____ SUPPLIED TEXT
For Jaki, the one-to-one support has worked. She has gone from doing no exercise at all to doing one-hour a day; has changed her eating habits and has even set up her own walking group as well as quitting smoking.
Jaki said:
“I heard about the TARS study when I got a letter through the post in the summer. I emailed them and got a call back immediately. The study sounded different to anything else I’d been offered through my GP and the stop smoking service – that was what interested me in taking part in the research study. I wanted to try something different and something new because all the other offers just hadn’t worked.”
The support available is up to the individual to determine and can take place on the phone or face to face. The rate of reduction in smoking is also up to the individual and those who take part in the study are allowed to use nicotine replacement therapies and e-cigarettes should they wish.
Jaki, who has asthma, said she had been warned by health professionals on a number of occasions to quit smoking but had found it hard to stop.
“I broke my leg back in 2015 and have had a lot of operations on it ever since,” said Jaki. “I got told by surgeon that I wasn’t healing properly probably because I smoked. I then went on to have even more surgery on it and I think it frightened me knowing I might lose my leg. It was my age too – I thought if I don’t do this now I probably never would.”
And so, in June, Jaki agreed to participate in the TARS study.
“I was smoking around 15 cigarettes a day when I started the study,” said Jaki. “Initially I cut out some of the afternoon cigarettes at specified times, wrote them down and stuck it to my fridge so I knew which ones I was having and which ones I wasn’t. Then I started to cut another one out each week and before I knew it I was down to my final three. But then came the difficult part – getting rid of those three. I talked it over with Alex, my coach, and we decided it would be best to get rid of all three at the same time. So I set my quit date, September 15, and that was that.”
________
_WORK ORDER 1_
Reproduce the account of Jaki, everything from "For Jaki, the" down to "as quitting smoking.".
_WORK ORDER 2_
According to the account of Jaki, how many cigarettes a day was she smoking when she started the study?
_WORK ORDER 3_
Pick up the account of Jaki where it stops and carry it forward.
The entries have no connection to the account of Jaki.
____ ENTRIES SHOWN
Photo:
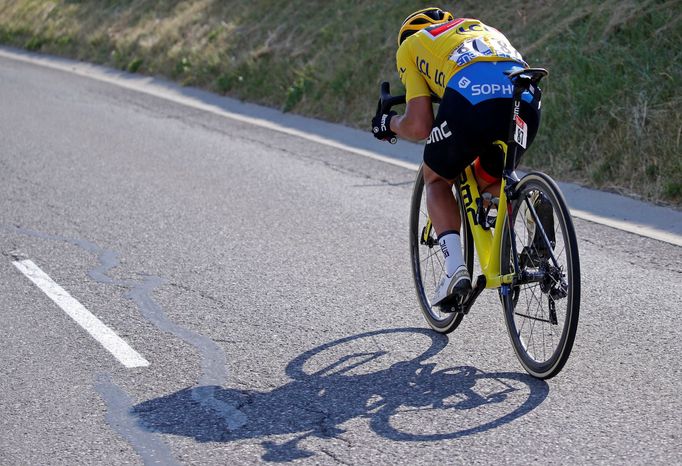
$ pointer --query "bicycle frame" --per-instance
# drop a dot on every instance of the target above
(487, 243)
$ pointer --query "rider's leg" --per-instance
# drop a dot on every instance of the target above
(441, 202)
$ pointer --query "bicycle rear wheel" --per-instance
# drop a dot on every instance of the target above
(541, 308)
(428, 264)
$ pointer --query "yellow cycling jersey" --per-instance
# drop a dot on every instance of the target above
(429, 58)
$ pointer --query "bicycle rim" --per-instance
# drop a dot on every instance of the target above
(542, 314)
(428, 264)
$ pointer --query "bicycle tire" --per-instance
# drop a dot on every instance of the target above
(427, 263)
(541, 322)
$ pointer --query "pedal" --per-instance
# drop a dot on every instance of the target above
(471, 297)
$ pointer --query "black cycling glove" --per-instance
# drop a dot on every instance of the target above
(381, 124)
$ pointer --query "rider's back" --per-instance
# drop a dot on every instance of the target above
(428, 59)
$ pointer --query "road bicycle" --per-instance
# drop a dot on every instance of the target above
(526, 246)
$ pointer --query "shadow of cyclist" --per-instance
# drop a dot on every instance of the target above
(323, 396)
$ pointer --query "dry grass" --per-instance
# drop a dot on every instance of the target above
(612, 103)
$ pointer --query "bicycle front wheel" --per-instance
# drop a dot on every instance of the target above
(428, 264)
(541, 308)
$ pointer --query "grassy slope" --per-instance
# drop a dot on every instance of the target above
(612, 115)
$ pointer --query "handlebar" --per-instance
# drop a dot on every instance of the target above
(387, 101)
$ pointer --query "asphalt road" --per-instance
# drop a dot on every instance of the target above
(266, 280)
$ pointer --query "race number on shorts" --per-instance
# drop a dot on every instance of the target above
(521, 133)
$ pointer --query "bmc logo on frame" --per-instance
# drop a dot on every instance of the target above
(438, 133)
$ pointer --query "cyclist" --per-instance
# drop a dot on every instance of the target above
(462, 61)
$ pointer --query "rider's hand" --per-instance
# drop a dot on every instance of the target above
(381, 124)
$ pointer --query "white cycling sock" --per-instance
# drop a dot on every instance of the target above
(452, 251)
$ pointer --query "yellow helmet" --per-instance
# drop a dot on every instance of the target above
(422, 19)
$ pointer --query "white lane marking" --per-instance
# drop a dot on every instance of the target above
(144, 86)
(100, 332)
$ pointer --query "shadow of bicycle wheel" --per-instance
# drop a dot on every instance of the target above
(365, 376)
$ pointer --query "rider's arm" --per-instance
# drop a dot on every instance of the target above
(417, 121)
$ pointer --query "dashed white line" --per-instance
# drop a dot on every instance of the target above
(100, 332)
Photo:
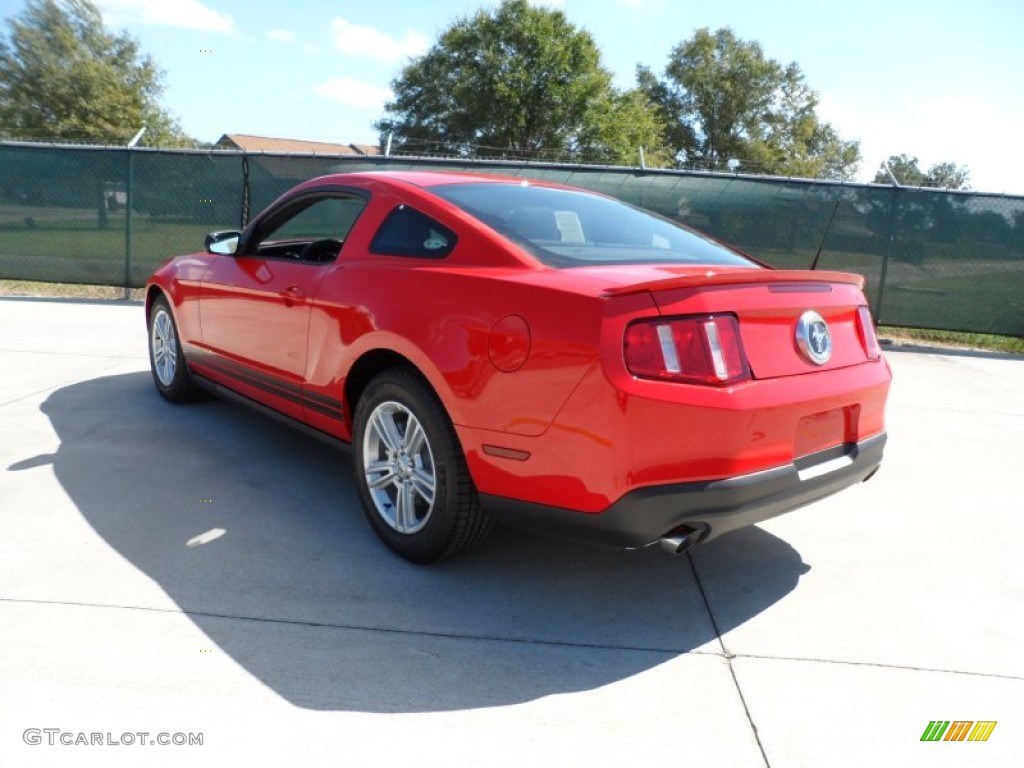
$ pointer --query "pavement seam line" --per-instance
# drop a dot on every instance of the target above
(728, 658)
(356, 628)
(877, 665)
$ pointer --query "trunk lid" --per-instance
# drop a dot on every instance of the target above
(769, 305)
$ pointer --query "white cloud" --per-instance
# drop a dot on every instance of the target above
(367, 41)
(281, 36)
(187, 13)
(353, 92)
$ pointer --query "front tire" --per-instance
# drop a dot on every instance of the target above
(411, 472)
(167, 359)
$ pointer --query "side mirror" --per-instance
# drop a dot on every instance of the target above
(222, 244)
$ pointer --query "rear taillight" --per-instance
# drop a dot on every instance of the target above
(705, 349)
(865, 328)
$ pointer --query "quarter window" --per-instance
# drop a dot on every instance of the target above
(406, 231)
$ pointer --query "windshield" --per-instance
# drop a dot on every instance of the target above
(565, 227)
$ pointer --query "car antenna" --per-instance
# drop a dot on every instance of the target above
(821, 245)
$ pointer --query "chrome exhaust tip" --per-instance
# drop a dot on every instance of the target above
(681, 540)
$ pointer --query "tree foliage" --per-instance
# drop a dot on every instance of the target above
(727, 107)
(518, 80)
(908, 173)
(64, 76)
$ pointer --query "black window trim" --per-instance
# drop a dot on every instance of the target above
(274, 217)
(444, 228)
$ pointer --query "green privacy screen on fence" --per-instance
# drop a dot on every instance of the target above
(944, 260)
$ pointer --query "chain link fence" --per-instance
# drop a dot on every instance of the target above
(934, 259)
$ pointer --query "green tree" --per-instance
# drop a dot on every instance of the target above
(64, 76)
(727, 107)
(518, 80)
(908, 173)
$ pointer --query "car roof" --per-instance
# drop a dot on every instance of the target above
(436, 178)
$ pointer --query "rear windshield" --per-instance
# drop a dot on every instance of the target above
(565, 227)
________
_EXPECTED ANSWER 1_
For Jaki, the one-to-one support has worked. She has gone from doing no exercise at all to doing one-hour a day; has changed her eating habits and has even set up her own walking group as well as quitting smoking.

_EXPECTED ANSWER 2_
Around 15 cigarettes a day.

_EXPECTED ANSWER 3_
Professor Taylor is leading the study across four cities – Plymouth, Nottingham, Oxford and London – which will hopefully provide a definitive answer as to whether future services should be adapted to support those not ready to quit.
“I have tried to stop in the past but it didn’t work for me because it seemed such a huge task,” said Jaki. “Going from 15 cigarettes a day to nothing was just huge and seemed impossible. But cutting it down and then going from 3 to 0 was a much more manageable task – and one that I’ve succeeded at. I think TARS is a fantastic idea. There has to be something different to what’s on offer at the moment. I am the least likely person to quit, yet here I am. I amaze myself every day that I don’t smoke anymore.”
Professor Taylor said:
“We know that over 50% of smokers want to reduce the number of cigarettes they smoke but not quit. So this study is for a different type of audience to the smokers who are ready to quit. If this study proves successful then this could change the way that the one in six (16%) of the national population who smoke (with more than double that in some areas of Plymouth) are supported across the country.”
The study is managed by the Peninsula Clinical Trials Unit (PenCTU) and supported by the NIHR Collaboration for Applied Health Research and Care South West Peninsula (NIHR PenCLAHRC) and the NIHR Clinical Research Network South West Peninsula. It is a collaborative project between the University of Plymouth, University Hospitals Plymouth NHS Trust, St George’s University of London, University of Oxford, University of Nottingham, University of Exeter, and Plymouth City Council.